● **Exercise instructions**
Rewrite the items from the line with "Highlight utility pole." up to and including the line with "42;428;49;527", keeping the requests as they are and shifting every bounding-box coordinate in the answers by -87.

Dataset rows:
_____

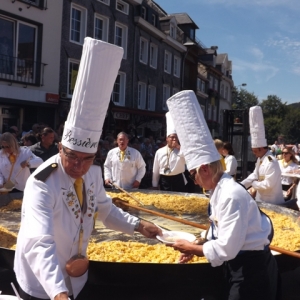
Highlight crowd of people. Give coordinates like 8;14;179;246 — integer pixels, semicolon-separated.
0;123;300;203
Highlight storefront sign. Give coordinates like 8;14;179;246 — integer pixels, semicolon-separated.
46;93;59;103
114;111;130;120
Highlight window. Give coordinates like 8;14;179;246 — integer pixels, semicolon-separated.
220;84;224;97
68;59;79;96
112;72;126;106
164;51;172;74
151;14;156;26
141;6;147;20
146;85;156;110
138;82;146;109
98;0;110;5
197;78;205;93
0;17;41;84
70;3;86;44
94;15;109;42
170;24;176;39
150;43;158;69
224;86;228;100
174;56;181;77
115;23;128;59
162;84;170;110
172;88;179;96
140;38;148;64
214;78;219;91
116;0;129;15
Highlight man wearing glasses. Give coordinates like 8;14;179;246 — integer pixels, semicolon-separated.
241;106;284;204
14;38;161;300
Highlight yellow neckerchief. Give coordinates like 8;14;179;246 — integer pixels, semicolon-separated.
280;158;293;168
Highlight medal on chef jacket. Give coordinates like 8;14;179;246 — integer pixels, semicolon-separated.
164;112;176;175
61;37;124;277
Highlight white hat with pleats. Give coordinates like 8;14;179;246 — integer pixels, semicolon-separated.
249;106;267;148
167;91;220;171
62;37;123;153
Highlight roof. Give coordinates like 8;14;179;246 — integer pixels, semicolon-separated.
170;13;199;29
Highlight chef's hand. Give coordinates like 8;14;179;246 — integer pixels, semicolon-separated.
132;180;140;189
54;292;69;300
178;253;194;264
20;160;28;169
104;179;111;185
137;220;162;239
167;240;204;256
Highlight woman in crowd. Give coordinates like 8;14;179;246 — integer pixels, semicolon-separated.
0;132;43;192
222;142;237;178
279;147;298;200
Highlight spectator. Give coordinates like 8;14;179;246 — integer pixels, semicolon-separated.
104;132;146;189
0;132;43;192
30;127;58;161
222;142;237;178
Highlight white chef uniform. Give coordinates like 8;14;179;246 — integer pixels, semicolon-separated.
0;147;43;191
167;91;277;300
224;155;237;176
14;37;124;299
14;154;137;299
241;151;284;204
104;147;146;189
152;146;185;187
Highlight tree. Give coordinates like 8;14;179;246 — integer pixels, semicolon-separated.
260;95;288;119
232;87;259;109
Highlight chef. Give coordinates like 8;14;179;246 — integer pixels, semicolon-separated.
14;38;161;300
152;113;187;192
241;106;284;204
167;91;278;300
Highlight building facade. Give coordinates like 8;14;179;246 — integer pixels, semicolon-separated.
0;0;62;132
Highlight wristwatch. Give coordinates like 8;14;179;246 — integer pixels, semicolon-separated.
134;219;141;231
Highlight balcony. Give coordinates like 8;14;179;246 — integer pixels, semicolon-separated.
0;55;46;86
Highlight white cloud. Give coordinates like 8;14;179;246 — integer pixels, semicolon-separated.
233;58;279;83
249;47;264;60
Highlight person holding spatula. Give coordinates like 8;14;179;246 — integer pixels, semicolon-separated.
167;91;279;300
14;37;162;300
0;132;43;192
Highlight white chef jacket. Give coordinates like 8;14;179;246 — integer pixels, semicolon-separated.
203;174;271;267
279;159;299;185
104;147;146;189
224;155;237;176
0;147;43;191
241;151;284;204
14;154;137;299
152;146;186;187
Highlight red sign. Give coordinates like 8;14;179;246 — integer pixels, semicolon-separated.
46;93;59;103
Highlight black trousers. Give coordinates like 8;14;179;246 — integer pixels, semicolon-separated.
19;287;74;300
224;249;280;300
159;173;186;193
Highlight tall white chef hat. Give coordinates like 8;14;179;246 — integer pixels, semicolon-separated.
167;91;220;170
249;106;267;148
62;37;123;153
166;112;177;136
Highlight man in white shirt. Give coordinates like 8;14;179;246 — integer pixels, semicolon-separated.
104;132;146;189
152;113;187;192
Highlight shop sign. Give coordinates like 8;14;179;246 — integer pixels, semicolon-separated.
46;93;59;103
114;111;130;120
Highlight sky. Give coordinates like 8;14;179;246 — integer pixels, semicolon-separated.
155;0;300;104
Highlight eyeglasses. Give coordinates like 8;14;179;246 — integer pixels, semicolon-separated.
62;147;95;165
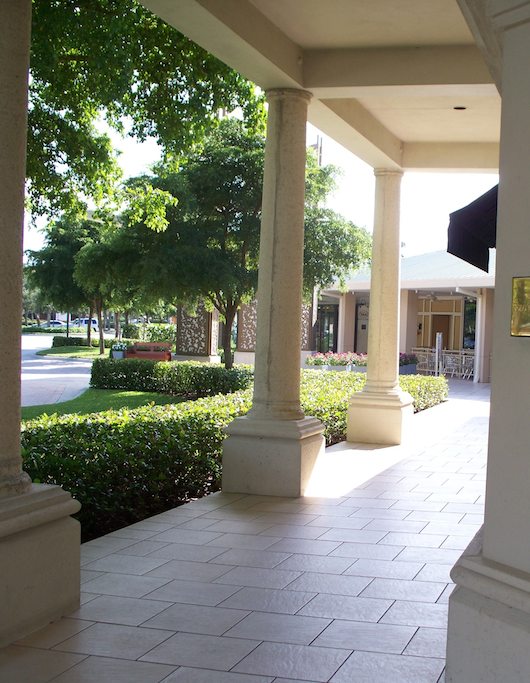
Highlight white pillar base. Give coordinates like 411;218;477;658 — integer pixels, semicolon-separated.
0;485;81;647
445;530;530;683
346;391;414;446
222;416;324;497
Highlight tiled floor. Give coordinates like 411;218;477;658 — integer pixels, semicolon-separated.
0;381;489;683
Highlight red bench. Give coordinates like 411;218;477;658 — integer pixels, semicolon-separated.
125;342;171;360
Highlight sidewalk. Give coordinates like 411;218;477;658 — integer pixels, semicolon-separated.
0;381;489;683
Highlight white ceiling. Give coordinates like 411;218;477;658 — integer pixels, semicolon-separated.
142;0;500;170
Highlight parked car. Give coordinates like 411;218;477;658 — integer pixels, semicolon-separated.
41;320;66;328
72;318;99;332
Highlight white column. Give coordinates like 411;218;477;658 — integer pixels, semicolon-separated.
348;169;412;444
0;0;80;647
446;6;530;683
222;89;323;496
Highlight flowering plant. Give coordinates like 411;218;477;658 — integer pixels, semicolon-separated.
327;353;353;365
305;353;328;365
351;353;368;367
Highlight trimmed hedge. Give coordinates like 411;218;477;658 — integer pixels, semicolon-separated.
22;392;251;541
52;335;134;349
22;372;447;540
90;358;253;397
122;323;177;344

_____

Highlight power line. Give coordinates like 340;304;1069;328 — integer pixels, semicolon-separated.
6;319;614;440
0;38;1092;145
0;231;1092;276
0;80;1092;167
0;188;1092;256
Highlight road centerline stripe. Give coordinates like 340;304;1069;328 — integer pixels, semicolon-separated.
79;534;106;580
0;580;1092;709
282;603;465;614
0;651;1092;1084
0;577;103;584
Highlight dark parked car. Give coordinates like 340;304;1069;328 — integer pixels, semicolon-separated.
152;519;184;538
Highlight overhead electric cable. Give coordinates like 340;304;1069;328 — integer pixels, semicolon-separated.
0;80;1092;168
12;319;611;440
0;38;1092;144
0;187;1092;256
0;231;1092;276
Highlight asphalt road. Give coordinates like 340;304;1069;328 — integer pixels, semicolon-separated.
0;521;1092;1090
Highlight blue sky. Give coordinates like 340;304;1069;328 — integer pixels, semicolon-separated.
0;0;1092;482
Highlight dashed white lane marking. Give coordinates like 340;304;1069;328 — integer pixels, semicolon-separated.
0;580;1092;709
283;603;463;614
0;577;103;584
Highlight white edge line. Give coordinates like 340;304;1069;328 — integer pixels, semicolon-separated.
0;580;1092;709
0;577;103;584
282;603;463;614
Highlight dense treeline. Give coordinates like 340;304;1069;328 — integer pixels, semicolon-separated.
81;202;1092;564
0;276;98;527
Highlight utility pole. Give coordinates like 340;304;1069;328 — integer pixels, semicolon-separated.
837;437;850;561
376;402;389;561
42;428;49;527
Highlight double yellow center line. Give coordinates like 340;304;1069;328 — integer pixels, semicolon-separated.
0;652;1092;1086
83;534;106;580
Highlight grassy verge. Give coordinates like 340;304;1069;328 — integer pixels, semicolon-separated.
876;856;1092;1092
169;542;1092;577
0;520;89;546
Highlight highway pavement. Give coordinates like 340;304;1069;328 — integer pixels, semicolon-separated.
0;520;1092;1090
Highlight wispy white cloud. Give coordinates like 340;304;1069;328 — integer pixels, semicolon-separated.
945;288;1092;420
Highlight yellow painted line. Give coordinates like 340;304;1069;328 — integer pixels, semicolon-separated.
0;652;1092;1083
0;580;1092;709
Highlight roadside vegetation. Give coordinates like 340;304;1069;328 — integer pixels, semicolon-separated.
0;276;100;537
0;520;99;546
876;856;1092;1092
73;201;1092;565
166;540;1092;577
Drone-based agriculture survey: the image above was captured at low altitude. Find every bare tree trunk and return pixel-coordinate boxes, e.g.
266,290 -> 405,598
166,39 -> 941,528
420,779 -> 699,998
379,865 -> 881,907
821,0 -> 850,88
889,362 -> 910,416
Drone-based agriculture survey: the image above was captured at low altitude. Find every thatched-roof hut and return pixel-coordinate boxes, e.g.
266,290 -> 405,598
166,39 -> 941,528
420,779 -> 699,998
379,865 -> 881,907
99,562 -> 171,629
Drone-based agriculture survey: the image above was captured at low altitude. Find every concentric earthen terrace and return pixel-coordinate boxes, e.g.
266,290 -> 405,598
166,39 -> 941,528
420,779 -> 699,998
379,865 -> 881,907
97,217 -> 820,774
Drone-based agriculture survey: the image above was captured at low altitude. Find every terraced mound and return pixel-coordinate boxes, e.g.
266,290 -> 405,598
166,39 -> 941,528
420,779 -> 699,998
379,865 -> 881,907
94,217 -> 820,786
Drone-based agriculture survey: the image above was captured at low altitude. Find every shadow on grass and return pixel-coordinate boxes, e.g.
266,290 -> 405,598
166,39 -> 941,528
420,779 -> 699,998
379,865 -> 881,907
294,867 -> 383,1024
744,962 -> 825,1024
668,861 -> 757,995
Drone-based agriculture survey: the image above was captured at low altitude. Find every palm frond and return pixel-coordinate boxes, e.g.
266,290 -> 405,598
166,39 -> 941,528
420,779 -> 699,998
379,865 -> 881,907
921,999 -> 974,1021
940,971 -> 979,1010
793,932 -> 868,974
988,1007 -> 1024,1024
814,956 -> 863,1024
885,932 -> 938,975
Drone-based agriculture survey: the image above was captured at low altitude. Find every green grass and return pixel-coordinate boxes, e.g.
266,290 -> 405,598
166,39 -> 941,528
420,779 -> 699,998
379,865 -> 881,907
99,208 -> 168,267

_____

● **Result of the exercise**
Highlight utility pole. Give coordinates like 340;304;1069;328 — integer pixels, semicolon-separated.
750;350;763;474
289;315;302;474
-45;341;-38;440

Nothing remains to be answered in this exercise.